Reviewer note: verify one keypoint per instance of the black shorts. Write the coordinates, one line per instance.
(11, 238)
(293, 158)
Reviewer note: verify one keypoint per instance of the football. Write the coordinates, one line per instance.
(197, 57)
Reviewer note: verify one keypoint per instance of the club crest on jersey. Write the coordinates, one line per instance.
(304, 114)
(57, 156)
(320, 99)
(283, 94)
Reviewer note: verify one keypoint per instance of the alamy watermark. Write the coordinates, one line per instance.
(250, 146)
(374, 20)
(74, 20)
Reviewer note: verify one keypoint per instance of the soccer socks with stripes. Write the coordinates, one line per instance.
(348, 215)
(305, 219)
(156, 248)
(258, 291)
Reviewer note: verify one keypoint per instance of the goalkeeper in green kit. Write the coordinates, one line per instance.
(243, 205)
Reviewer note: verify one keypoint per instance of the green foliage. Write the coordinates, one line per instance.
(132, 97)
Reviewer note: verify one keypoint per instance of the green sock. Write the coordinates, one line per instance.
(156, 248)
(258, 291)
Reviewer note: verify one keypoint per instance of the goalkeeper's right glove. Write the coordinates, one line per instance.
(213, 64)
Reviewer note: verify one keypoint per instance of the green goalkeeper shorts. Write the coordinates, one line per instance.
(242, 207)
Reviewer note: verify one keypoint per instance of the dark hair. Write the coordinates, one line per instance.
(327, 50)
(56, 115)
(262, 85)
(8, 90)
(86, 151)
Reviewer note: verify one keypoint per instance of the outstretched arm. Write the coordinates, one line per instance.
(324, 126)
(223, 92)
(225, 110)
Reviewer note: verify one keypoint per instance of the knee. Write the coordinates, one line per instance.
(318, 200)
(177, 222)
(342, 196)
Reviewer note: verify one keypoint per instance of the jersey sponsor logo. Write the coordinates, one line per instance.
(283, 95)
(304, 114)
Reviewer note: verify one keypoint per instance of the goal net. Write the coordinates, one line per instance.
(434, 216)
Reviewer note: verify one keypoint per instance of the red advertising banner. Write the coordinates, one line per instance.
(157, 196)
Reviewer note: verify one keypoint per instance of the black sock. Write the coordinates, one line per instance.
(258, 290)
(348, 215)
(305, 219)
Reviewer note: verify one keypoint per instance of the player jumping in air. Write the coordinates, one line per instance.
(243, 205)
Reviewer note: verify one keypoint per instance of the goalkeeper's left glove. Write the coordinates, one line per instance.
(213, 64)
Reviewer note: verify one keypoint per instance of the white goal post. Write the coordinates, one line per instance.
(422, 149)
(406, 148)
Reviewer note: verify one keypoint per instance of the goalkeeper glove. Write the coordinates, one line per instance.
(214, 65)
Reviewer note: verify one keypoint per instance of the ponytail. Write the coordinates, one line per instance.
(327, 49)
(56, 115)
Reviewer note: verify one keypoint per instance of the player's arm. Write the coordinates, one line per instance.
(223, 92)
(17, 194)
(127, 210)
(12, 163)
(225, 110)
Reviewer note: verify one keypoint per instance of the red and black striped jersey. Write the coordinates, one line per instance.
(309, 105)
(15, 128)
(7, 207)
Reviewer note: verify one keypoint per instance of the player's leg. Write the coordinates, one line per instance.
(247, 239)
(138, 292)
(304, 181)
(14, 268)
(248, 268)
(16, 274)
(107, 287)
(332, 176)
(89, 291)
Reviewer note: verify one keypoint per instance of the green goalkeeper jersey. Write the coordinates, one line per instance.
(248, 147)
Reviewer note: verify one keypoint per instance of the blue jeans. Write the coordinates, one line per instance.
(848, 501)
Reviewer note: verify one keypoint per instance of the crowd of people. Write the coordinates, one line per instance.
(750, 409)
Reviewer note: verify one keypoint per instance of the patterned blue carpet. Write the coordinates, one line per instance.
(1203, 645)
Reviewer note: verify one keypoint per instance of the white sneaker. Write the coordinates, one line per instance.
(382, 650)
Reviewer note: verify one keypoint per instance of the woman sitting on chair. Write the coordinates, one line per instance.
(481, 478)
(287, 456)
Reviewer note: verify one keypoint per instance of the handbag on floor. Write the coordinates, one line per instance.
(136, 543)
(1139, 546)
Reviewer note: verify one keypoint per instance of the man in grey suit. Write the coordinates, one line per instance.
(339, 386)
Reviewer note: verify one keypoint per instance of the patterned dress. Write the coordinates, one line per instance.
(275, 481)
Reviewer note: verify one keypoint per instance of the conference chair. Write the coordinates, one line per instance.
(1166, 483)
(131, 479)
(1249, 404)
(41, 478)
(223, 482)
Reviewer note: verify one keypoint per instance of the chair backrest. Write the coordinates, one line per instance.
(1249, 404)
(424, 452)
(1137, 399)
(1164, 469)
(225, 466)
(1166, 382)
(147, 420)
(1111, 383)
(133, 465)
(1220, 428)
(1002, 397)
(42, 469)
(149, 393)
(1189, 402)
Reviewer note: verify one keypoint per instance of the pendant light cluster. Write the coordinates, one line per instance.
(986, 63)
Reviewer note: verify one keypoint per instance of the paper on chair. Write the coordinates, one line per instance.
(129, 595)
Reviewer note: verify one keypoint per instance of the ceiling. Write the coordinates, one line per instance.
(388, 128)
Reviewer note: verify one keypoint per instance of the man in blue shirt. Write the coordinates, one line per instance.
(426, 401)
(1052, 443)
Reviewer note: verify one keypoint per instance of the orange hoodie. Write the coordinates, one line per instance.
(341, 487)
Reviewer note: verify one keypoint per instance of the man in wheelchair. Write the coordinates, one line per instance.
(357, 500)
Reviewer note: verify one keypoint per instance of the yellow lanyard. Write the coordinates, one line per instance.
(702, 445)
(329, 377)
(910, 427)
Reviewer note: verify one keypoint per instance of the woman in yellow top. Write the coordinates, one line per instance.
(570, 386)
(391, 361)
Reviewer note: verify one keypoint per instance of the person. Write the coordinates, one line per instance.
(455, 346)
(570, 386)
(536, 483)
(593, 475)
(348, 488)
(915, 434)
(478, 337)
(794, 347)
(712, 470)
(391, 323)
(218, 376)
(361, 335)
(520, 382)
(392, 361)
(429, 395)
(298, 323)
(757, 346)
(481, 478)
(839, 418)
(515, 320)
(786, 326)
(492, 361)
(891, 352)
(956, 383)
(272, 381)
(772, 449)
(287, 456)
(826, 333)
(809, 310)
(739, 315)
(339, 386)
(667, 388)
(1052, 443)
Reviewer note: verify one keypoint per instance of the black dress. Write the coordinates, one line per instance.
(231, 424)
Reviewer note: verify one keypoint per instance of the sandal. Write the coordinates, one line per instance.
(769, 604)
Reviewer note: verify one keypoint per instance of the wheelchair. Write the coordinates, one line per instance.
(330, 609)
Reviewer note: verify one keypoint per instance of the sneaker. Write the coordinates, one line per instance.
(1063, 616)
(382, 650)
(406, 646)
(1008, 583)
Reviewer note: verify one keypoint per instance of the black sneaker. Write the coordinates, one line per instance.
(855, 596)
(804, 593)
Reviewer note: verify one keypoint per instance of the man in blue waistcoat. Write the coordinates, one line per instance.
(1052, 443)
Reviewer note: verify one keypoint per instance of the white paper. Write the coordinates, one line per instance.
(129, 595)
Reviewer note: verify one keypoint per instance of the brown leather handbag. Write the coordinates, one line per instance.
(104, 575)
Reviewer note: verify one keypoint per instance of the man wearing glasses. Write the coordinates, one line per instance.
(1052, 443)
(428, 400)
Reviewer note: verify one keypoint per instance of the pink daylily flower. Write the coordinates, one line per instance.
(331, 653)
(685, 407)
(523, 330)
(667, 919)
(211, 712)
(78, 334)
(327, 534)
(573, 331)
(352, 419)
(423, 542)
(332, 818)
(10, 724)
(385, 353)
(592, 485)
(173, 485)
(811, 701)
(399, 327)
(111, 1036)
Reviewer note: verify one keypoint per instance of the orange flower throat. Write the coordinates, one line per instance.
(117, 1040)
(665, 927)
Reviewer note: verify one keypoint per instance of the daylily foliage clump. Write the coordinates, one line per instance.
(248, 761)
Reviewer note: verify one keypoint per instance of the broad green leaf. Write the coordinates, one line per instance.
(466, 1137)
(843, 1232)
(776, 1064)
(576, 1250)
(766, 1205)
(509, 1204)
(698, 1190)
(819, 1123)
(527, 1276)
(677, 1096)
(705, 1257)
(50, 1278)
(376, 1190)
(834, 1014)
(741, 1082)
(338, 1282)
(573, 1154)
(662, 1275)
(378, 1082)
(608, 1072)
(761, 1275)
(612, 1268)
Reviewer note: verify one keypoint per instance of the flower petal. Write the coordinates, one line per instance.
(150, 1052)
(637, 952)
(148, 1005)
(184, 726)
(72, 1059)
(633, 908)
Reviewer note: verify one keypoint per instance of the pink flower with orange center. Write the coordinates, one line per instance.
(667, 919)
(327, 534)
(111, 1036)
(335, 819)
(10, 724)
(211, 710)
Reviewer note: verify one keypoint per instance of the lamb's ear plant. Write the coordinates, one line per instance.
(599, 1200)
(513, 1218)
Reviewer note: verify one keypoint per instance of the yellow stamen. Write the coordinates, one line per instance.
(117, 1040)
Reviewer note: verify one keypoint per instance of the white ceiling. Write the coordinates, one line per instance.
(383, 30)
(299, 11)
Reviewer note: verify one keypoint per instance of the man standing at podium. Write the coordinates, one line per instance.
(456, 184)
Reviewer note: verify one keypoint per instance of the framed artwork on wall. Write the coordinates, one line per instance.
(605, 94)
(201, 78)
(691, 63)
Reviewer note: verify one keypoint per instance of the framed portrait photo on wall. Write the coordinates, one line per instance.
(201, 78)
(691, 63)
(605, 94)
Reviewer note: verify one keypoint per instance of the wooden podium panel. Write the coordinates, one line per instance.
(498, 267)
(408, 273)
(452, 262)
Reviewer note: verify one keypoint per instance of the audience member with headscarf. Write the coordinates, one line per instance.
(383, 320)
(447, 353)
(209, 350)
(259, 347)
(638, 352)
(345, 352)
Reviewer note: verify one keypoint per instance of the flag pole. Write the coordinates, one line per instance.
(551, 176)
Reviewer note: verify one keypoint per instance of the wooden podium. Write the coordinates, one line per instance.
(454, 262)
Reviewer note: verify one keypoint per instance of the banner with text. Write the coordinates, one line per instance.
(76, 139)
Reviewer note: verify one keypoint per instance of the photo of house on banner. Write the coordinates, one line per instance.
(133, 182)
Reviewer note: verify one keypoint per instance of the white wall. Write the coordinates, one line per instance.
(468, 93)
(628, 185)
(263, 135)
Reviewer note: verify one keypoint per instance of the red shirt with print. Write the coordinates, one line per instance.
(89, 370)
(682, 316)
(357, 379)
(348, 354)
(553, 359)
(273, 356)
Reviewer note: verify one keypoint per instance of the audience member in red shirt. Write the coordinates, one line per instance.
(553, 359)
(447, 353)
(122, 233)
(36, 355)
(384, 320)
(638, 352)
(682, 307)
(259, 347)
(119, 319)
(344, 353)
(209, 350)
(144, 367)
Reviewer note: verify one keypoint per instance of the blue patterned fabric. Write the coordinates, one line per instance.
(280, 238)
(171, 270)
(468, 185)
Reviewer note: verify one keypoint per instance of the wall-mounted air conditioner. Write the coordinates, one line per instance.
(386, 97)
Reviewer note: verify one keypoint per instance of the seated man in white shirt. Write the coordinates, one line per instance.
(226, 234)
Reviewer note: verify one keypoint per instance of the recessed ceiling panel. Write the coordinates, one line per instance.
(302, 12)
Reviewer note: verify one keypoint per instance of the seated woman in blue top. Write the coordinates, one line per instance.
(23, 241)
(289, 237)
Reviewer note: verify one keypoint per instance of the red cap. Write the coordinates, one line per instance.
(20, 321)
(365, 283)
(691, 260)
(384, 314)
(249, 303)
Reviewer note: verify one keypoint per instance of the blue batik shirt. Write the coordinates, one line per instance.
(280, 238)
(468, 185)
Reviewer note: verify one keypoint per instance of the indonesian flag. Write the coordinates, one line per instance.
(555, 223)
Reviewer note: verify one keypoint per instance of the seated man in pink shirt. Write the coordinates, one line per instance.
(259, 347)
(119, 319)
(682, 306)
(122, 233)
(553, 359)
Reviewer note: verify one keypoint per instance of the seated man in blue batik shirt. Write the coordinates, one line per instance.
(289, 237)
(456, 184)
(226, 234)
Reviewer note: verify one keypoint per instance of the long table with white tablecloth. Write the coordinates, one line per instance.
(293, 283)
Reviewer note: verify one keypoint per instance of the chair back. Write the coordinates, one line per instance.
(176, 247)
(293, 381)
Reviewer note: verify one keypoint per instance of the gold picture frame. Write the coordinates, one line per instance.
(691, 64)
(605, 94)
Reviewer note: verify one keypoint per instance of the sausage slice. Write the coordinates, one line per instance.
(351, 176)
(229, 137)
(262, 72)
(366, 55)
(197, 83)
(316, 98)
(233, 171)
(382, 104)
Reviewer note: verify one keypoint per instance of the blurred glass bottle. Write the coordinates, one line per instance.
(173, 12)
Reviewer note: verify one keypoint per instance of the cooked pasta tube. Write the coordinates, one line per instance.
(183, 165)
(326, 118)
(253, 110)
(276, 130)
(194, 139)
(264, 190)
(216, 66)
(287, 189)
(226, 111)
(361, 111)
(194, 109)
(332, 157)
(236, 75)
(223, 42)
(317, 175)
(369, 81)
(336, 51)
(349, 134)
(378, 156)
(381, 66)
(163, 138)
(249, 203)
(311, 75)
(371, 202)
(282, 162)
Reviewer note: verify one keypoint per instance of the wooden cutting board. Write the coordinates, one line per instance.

* _What you should do_
Extract the lines above from the one containing "in blue batik" to the last line, both included, exactly as written.

* _Response for this exercise_
Reviewer note: verify one keypoint per instance of the seated man in blue batik shirt. Write the coordinates, one line per instance.
(289, 237)
(456, 184)
(226, 234)
Reviewer note: verify one keypoint per instance of the long table with white tablecloth. Write the coordinates, one line per instance.
(293, 283)
Reviewer note: verify one keypoint per instance of the chair back. Write the coordinates, one line per instance.
(176, 247)
(293, 381)
Reviewer note: verify one keypoint per instance of the gold picture frame. Write the coordinates, one line per instance.
(691, 64)
(605, 94)
Reviewer note: verify one keypoint per instance of the sausage slice. Write the coordinates, one line per instance.
(351, 176)
(229, 137)
(262, 72)
(366, 55)
(197, 83)
(316, 98)
(233, 171)
(382, 104)
Reviewer note: verify one keypoint per instance of the blurred glass bottle. Write the coordinates, one line per instance.
(173, 12)
Reviewer note: verify one keypoint per instance of the cooked pasta tube. Write the coordinates, one line per instance.
(183, 165)
(326, 118)
(253, 110)
(276, 130)
(194, 139)
(264, 190)
(216, 66)
(287, 189)
(226, 111)
(361, 111)
(194, 109)
(332, 157)
(236, 75)
(223, 42)
(317, 175)
(369, 81)
(336, 51)
(349, 134)
(378, 156)
(381, 66)
(163, 138)
(249, 203)
(311, 75)
(371, 202)
(282, 162)
Reviewer note: verify one keypoint per instance of the wooden cutting board. Write the coordinates, one line per instance.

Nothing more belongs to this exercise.